╔══
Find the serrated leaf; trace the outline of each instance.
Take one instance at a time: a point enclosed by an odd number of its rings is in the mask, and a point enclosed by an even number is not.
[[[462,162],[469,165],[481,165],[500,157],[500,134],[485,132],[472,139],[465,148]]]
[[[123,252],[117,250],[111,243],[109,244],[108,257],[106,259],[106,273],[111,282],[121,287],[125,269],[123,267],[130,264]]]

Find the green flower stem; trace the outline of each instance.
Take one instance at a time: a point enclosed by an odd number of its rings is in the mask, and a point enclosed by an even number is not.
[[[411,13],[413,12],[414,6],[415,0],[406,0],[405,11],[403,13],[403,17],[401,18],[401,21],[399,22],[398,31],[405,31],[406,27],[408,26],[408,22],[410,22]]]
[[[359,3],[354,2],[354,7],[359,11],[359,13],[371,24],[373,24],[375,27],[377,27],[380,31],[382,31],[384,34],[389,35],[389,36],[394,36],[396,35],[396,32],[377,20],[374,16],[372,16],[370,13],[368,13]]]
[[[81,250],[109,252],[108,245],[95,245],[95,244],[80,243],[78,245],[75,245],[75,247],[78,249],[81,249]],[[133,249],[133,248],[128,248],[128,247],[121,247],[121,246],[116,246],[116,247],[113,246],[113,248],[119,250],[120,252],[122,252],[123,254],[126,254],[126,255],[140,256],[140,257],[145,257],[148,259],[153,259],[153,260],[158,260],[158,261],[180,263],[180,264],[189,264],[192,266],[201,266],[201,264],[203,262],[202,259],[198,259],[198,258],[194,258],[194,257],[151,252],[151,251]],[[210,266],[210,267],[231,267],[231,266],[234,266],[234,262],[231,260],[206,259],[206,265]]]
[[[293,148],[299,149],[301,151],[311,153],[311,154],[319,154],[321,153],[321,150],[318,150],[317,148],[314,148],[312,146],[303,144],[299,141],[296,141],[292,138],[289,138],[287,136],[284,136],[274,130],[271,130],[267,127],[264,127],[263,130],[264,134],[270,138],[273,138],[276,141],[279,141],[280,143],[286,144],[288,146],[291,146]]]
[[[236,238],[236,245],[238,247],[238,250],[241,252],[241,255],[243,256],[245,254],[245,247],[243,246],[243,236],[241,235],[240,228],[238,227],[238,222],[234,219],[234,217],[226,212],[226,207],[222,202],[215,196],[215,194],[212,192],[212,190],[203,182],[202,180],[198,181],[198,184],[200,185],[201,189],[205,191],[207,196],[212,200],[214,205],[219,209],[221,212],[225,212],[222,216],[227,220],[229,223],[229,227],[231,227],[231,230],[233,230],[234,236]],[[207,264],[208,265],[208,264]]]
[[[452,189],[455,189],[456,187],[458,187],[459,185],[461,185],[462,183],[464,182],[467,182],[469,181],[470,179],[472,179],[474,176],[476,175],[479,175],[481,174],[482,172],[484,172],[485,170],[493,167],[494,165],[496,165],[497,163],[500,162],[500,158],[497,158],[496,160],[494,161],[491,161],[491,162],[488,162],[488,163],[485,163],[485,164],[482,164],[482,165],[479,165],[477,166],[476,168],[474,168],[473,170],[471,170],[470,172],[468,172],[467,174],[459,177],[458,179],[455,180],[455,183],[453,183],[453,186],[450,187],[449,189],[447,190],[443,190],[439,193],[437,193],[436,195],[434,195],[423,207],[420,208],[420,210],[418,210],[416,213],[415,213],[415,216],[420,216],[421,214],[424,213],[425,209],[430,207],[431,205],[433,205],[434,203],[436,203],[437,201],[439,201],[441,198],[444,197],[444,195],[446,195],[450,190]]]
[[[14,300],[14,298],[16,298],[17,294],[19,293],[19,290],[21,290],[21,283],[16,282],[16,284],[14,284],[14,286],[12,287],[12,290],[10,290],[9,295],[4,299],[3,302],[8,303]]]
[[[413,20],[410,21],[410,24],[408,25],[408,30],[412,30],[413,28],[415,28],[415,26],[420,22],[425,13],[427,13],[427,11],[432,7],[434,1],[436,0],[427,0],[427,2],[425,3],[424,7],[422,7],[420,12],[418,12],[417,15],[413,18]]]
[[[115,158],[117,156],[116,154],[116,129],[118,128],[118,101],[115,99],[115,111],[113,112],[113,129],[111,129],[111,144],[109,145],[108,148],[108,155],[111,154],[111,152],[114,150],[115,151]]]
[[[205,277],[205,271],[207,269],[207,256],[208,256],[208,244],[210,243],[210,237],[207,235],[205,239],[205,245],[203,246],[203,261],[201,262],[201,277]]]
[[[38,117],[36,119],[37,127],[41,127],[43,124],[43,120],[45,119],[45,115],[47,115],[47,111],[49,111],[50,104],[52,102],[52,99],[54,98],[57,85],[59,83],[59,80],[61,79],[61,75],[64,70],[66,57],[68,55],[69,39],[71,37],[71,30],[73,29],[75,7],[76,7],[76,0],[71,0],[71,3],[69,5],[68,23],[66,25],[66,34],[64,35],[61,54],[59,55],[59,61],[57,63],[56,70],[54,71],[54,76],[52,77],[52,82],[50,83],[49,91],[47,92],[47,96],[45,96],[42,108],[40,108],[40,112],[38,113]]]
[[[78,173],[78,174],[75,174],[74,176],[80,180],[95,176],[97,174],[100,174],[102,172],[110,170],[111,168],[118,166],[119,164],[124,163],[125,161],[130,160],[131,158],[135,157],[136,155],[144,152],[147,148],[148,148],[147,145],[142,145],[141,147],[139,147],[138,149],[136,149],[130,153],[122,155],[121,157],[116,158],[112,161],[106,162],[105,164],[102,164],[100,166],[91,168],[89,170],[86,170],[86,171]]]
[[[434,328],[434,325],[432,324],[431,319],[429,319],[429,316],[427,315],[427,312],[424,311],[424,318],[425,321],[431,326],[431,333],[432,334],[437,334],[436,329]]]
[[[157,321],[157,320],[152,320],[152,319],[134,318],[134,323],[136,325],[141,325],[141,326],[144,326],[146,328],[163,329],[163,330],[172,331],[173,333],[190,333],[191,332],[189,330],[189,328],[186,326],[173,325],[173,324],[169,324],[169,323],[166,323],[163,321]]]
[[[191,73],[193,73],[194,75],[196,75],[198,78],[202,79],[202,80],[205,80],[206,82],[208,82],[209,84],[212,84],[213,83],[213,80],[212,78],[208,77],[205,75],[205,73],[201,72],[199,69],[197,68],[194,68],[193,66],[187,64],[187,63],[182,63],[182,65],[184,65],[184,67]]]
╚══
* **Task statement**
Starting with the first line of the listing, output each line exactly until you have included the one containing "Find the green".

* **Result for this exercise**
Find the serrated leaf; trace the outline of each instance.
Take one instance at a time: a point enclosed by an odd number of its rings is in the mask, and a point enclosed by an even number is not.
[[[462,162],[469,165],[481,165],[500,157],[500,134],[485,132],[472,139],[465,148]]]
[[[123,252],[117,250],[111,243],[109,244],[108,257],[106,259],[106,273],[111,282],[121,287],[125,269],[123,267],[130,264]]]

Find the green flower stem; trace the outline of each instance.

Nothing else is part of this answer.